INSTRUÇÃO A:
Segundo o texto sobre burnout, em que curso quem narra pensava no passado que iria se formar?

FONTE:
------------------------------------------------------------
BURNOUT: Não deixe as chamas consumirem o que há de bom em você

Poderia ser uma frase de publicidade para um slogan de alguma marca de enérgico. Poderia ser uma tradução de um filme americano qualquer que vem para o Brasil com aqueles subtítulos enormes. Poderia ser uma frase de efeito usada numa palestra de Coach pra levantar a motivação da galera que pagou pra isso.

Mas, na verdade, é apenas uma frase que tenho colocado na minha cabeça -ou tentando pelo menos- nos últimos dias.

Sempre quando estou cansada e triste, eu penso no meu passado e no quanto lutei para chegar até aqui. Foram anos querendo estar onde estou hoje. Por que não estou grata por tudo isso? Se a garota de 4 anos atrás estaria se sentindo eufórica com quem sou hoje, então porque eu de hoje não estou me sentindo grata e eufórica com quem sou hoje?

Talvez porque é natural do ser humano reclamar daquilo que vive no presente, almejar um futuro, por vezes, inalcançável para si e dizer que o passado foi sua melhor época da vida (mas na época ninguém realmente achava isso). Talvez porque eu me esforcei tanto que deveria colocar algum reconhecimento por ter realizado alguns dos sonhos que achei que seriam impossíveis. Eu do passado pensava que:

- iria casar e ter filhos e um cachorro.

- Iria conseguir trabalhar na melhor empresa da área da minha faculdade

- Iria ser uma escritora de sucesso por ter começado a carreira tão jovem (aos 12, mas publicada oficialmente aos 17)

- me formaria em jornalismo

Hoje eu não casei (nem tenho um cachorro, muito tenho filhos). Me pego pensando que minha vó e minha mãe se casaram aos 30 e ambas acharam que eram velhas demais (e eu também acho) MAS PQP É DAQUI A 5 ANOS!!!! O fato é que eu acho que sou velha, mas ao mesmo tempo não me sinto tão velha assim quanto eu achava que os 30 seriam. Sei lá. Faz mais sentido pra mim casar aos 30 que aos 20. Mais estabilidade, melhor financeiramente, mais bem resolvida comigo, mais madura, mais tempo pra conhecer a pessoa ideal. Por que mesmo que tenho a sensação que os 30 é velha demais pra casar?
------------------------------------------------------------
INSTRUÇÃO B:
Reporte todas as linhas que contêm a palavra "naming", considerando a diferença entre maiúsculas e minúsculas.

Entradas de anotação de regiões
------------------------------------------------------------
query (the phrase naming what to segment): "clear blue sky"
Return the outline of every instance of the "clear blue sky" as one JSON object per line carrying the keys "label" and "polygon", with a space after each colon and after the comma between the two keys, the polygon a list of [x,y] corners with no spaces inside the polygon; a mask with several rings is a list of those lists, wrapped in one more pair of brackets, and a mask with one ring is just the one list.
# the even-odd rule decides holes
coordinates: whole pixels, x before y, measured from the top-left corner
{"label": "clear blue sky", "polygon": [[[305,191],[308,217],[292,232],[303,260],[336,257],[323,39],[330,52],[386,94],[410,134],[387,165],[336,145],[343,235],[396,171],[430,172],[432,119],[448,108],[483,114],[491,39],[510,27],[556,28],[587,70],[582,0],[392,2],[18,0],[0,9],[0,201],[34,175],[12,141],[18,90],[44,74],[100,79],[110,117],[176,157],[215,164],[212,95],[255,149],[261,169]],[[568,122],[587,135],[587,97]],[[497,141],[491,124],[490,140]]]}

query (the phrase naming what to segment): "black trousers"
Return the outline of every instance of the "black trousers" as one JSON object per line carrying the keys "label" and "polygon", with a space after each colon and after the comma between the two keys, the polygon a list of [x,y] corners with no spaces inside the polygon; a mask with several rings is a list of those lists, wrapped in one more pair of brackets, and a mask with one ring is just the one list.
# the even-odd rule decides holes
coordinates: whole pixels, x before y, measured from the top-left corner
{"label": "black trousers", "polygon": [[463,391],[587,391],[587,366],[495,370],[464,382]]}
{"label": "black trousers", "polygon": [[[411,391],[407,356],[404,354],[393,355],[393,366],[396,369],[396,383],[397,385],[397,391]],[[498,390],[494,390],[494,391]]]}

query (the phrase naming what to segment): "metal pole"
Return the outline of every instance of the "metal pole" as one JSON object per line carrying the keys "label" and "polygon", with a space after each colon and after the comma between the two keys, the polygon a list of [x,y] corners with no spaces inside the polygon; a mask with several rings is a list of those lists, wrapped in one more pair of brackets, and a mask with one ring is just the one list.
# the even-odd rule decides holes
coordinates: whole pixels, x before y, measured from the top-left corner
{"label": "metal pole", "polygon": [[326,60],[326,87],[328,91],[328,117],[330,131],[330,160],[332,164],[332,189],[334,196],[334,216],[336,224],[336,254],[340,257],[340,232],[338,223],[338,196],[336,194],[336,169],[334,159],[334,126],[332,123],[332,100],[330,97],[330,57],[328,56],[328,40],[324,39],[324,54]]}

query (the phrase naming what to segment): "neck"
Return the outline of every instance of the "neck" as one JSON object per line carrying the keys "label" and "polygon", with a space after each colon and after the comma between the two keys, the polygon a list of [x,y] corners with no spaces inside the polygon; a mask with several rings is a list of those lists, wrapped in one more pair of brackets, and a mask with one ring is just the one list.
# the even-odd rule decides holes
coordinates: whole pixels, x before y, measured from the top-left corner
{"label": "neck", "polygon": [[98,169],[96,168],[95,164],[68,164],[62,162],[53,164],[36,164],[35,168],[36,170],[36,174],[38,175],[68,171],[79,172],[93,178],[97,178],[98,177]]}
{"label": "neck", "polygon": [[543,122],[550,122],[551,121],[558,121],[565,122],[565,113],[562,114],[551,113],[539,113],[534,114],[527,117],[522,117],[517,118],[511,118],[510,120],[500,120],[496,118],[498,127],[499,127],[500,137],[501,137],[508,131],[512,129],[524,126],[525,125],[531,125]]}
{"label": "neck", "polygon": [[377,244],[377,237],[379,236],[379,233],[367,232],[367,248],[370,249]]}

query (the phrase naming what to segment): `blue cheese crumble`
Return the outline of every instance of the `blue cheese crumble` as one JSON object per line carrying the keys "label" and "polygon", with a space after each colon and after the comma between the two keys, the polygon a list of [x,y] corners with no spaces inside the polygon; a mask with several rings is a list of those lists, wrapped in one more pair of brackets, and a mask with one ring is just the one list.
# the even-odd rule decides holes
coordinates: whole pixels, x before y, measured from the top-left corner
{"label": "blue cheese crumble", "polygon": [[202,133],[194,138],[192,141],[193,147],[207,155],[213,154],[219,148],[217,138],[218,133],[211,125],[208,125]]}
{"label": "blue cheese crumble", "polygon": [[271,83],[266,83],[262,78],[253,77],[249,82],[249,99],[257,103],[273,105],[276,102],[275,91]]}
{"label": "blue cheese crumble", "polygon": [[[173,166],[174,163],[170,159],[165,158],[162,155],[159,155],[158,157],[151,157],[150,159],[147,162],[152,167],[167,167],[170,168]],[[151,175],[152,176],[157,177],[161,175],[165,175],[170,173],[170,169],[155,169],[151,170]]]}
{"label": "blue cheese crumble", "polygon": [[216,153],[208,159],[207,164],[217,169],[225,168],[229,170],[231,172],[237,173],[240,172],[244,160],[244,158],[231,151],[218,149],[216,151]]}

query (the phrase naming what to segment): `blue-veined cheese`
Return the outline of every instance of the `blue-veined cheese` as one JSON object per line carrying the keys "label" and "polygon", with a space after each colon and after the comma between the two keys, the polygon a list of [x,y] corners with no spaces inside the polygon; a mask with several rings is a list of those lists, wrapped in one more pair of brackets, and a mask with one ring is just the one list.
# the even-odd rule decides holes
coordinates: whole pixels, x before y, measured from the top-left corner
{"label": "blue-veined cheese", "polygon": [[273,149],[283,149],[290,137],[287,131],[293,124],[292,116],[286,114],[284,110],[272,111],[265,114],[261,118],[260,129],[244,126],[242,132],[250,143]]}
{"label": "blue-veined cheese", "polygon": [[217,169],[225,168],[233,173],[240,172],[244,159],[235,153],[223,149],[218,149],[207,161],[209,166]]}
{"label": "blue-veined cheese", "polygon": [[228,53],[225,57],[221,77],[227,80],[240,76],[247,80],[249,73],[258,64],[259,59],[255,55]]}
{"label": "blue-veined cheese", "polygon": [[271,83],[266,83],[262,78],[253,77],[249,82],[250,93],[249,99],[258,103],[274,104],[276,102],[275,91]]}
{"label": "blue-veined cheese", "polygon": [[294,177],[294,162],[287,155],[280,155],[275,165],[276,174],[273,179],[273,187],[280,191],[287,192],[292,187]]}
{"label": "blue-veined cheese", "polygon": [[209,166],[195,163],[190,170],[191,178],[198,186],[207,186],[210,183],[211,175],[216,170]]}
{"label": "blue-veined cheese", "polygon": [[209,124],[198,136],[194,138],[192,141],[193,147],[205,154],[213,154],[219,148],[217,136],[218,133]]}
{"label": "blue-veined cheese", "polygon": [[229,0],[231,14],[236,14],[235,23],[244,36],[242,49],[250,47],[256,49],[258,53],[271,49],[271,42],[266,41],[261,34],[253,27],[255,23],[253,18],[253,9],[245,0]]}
------------------------------------------------------------
RESPOSTA A:
Em jornalismo.

RESPOSTA B:
query (the phrase naming what to segment): "clear blue sky"
query (the phrase naming what to segment): "black trousers"
query (the phrase naming what to segment): "metal pole"
query (the phrase naming what to segment): "neck"
query (the phrase naming what to segment): `blue cheese crumble`
query (the phrase naming what to segment): `blue-veined cheese`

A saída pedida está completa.